▶ _Material provided_:
— START —

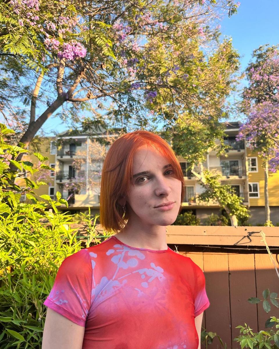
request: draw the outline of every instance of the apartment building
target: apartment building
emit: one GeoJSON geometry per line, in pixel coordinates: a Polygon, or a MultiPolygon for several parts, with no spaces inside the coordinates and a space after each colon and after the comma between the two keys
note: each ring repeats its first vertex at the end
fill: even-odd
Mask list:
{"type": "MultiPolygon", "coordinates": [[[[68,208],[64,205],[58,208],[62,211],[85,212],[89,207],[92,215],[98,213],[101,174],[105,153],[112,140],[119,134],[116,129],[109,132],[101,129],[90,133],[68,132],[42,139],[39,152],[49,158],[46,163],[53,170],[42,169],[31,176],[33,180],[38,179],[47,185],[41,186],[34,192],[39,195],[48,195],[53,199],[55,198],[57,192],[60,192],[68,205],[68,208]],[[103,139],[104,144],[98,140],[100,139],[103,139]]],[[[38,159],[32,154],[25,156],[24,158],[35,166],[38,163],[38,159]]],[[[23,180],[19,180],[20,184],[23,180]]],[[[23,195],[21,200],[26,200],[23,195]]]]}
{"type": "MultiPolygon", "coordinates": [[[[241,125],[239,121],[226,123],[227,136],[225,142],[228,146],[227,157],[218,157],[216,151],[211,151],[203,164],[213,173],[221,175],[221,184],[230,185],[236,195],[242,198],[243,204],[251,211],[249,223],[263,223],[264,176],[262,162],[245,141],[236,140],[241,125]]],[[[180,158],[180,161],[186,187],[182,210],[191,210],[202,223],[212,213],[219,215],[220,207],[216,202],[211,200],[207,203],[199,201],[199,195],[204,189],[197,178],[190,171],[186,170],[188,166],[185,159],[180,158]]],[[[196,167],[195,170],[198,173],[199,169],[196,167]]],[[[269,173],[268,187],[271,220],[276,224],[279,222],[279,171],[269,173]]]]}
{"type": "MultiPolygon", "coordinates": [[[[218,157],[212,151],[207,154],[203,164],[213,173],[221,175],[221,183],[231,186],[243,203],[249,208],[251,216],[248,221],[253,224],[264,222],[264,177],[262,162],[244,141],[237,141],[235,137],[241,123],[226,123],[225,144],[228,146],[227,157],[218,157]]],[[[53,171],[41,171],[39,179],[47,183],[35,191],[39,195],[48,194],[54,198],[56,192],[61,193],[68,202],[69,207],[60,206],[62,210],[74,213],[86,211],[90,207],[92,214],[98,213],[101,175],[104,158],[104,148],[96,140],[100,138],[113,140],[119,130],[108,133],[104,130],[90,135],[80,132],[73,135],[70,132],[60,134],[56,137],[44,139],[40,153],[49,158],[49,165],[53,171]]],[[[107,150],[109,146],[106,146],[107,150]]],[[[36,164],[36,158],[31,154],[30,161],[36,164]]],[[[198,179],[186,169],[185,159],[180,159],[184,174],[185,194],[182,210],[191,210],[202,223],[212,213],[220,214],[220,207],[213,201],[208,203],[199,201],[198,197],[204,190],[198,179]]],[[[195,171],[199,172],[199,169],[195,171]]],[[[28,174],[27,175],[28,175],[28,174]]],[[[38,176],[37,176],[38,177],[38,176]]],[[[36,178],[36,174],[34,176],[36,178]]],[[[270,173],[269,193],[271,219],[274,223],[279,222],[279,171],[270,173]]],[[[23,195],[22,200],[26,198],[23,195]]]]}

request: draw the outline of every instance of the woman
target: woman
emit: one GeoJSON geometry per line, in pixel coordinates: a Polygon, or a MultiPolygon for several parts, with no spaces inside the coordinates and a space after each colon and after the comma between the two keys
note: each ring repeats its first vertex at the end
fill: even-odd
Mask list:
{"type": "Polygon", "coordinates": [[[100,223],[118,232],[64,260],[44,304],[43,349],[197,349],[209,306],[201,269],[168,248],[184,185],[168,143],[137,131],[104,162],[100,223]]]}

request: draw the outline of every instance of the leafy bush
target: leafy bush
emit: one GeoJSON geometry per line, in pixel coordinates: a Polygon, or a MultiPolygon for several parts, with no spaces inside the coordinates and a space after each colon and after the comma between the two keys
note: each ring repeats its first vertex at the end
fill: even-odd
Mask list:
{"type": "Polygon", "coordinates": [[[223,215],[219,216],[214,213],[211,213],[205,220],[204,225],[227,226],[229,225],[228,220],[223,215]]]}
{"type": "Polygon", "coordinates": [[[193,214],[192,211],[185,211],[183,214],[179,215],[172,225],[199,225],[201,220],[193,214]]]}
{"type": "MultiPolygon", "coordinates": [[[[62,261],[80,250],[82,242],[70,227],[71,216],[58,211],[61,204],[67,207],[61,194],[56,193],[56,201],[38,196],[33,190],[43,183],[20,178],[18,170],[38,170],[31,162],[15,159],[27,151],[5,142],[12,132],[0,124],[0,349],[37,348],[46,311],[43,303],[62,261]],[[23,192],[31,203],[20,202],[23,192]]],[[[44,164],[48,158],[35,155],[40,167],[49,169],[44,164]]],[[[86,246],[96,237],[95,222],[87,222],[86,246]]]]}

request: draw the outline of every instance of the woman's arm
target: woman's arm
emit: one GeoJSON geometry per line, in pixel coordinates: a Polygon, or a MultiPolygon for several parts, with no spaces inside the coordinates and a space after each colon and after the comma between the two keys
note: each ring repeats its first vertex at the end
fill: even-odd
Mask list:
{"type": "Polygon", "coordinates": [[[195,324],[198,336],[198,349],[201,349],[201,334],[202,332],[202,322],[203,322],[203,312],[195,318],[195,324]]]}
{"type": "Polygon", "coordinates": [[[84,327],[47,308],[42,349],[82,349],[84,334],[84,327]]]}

— END —

▶ _Stated problem_: Can you turn every line of the items above into a Markdown table with a "Row" column for the row number and an "Entry" column for the line itself? Skip blank lines, and leave the pictures out.

▶ _Exercise output_:
| Row | Entry |
|---|---|
| 1 | request: draw the outline of every instance of the apartment building |
| 2 | target: apartment building |
| 3 | emit: one GeoJSON geometry per line, in pixel coordinates: a Polygon, or a MultiPolygon for several parts, with no spaces inside the coordinates and a space after each colon and after the comma between the two keys |
| 4 | note: each ring repeats its first vertex at the end |
| 5 | fill: even-odd |
| 6 | Mask list: |
| 7 | {"type": "MultiPolygon", "coordinates": [[[[68,208],[64,205],[58,208],[62,211],[85,212],[89,207],[92,215],[98,213],[101,174],[105,153],[112,140],[119,134],[116,129],[109,132],[101,129],[90,133],[68,132],[42,139],[39,152],[49,158],[46,163],[53,170],[42,169],[31,176],[33,180],[38,179],[47,185],[41,186],[34,192],[39,195],[48,195],[53,199],[55,198],[57,192],[60,192],[68,205],[68,208]],[[103,139],[104,144],[98,140],[100,139],[103,139]]],[[[38,159],[32,154],[25,156],[24,158],[35,166],[38,163],[38,159]]],[[[23,180],[19,180],[20,184],[23,180]]],[[[23,195],[21,200],[26,200],[23,195]]]]} |
| 8 | {"type": "MultiPolygon", "coordinates": [[[[241,125],[239,121],[226,123],[227,136],[225,142],[228,146],[227,157],[218,157],[216,151],[211,151],[203,164],[213,173],[221,175],[221,184],[230,185],[236,195],[242,198],[243,204],[251,211],[249,223],[263,223],[264,176],[262,162],[245,141],[236,140],[241,125]]],[[[180,158],[180,161],[186,187],[182,210],[191,210],[202,223],[212,213],[219,215],[220,207],[216,202],[211,200],[207,203],[199,201],[199,195],[204,189],[197,178],[190,171],[186,170],[188,166],[185,159],[180,158]]],[[[196,167],[195,170],[198,173],[199,169],[196,167]]],[[[269,173],[268,187],[271,220],[276,224],[279,222],[279,171],[269,173]]]]} |
| 9 | {"type": "MultiPolygon", "coordinates": [[[[218,157],[212,151],[207,154],[203,164],[213,173],[221,175],[221,183],[231,186],[243,203],[249,208],[251,216],[248,221],[253,224],[264,222],[264,177],[262,162],[244,141],[237,141],[235,137],[241,123],[226,123],[225,144],[228,146],[227,157],[218,157]]],[[[53,171],[41,171],[39,179],[47,183],[35,191],[39,195],[48,194],[54,198],[56,192],[61,193],[68,202],[69,207],[60,206],[62,210],[74,213],[86,211],[90,207],[92,214],[98,213],[101,175],[104,158],[104,148],[96,140],[100,138],[113,140],[119,130],[108,133],[104,130],[90,135],[80,132],[73,135],[70,132],[60,134],[56,137],[44,139],[40,153],[49,158],[49,165],[53,171]]],[[[107,150],[109,146],[106,146],[107,150]]],[[[36,164],[36,158],[31,154],[30,161],[36,164]]],[[[198,179],[186,169],[185,159],[180,159],[184,174],[185,194],[182,210],[191,210],[202,223],[212,213],[220,214],[220,207],[213,201],[208,203],[199,201],[198,197],[204,190],[198,179]]],[[[195,171],[199,172],[199,169],[195,171]]],[[[28,174],[27,175],[28,175],[28,174]]],[[[38,176],[37,176],[38,177],[38,176]]],[[[36,178],[36,174],[34,176],[36,178]]],[[[270,173],[269,193],[271,219],[274,223],[279,222],[279,171],[270,173]]],[[[23,195],[22,200],[26,198],[23,195]]]]} |
| 10 | request: draw the outline of every instance of the woman |
| 11 | target: woman |
| 12 | emit: one GeoJSON geometry per line, in pixel coordinates: a Polygon, or a MultiPolygon for several parts, with no spaces inside the coordinates and a space after each colon and after the comma between the two keys |
| 13 | note: each ring repeats its first vertex at the end |
| 14 | fill: even-odd |
| 15 | Mask list: |
| 16 | {"type": "Polygon", "coordinates": [[[100,223],[118,232],[64,260],[44,304],[43,349],[197,349],[209,306],[201,269],[168,248],[184,185],[168,143],[137,131],[104,162],[100,223]]]} |
| 17 | request: draw the outline of every instance of the leafy bush |
| 18 | target: leafy bush |
| 19 | emit: one GeoJSON geometry per line, in pixel coordinates: a Polygon, or a MultiPolygon for several parts, with no spaces inside the coordinates and a space after each colon and after the comma between the two keys |
| 20 | note: each ring repeats its first vertex at the end |
| 21 | fill: even-odd |
| 22 | Mask list: |
| 23 | {"type": "Polygon", "coordinates": [[[223,215],[219,216],[214,213],[211,213],[205,220],[204,225],[227,226],[229,225],[228,220],[223,215]]]} |
| 24 | {"type": "Polygon", "coordinates": [[[193,214],[192,211],[185,211],[183,214],[179,215],[172,225],[199,225],[201,220],[193,214]]]} |
| 25 | {"type": "MultiPolygon", "coordinates": [[[[62,261],[80,250],[82,242],[70,227],[71,216],[58,211],[61,204],[67,207],[61,194],[56,193],[56,201],[38,196],[33,190],[43,183],[20,178],[18,170],[38,170],[31,162],[15,159],[27,151],[5,142],[12,132],[0,124],[0,349],[37,348],[46,311],[43,303],[62,261]],[[23,192],[31,203],[20,202],[23,192]]],[[[44,164],[48,158],[35,155],[40,167],[49,169],[44,164]]],[[[86,246],[96,237],[95,222],[87,222],[86,246]]]]} |
| 26 | request: draw the outline of every instance of the woman's arm |
| 27 | target: woman's arm |
| 28 | emit: one GeoJSON geometry per line, in pixel coordinates: a Polygon, or a MultiPolygon for several parts, with no spaces inside the coordinates and a space after each colon and after the comma between the two keys |
| 29 | note: each ring repeats its first vertex at the end |
| 30 | fill: even-odd |
| 31 | Mask list: |
| 32 | {"type": "Polygon", "coordinates": [[[195,324],[198,336],[198,349],[201,349],[201,334],[202,332],[202,322],[203,322],[203,312],[195,318],[195,324]]]} |
| 33 | {"type": "Polygon", "coordinates": [[[84,327],[47,308],[42,349],[82,349],[84,334],[84,327]]]} |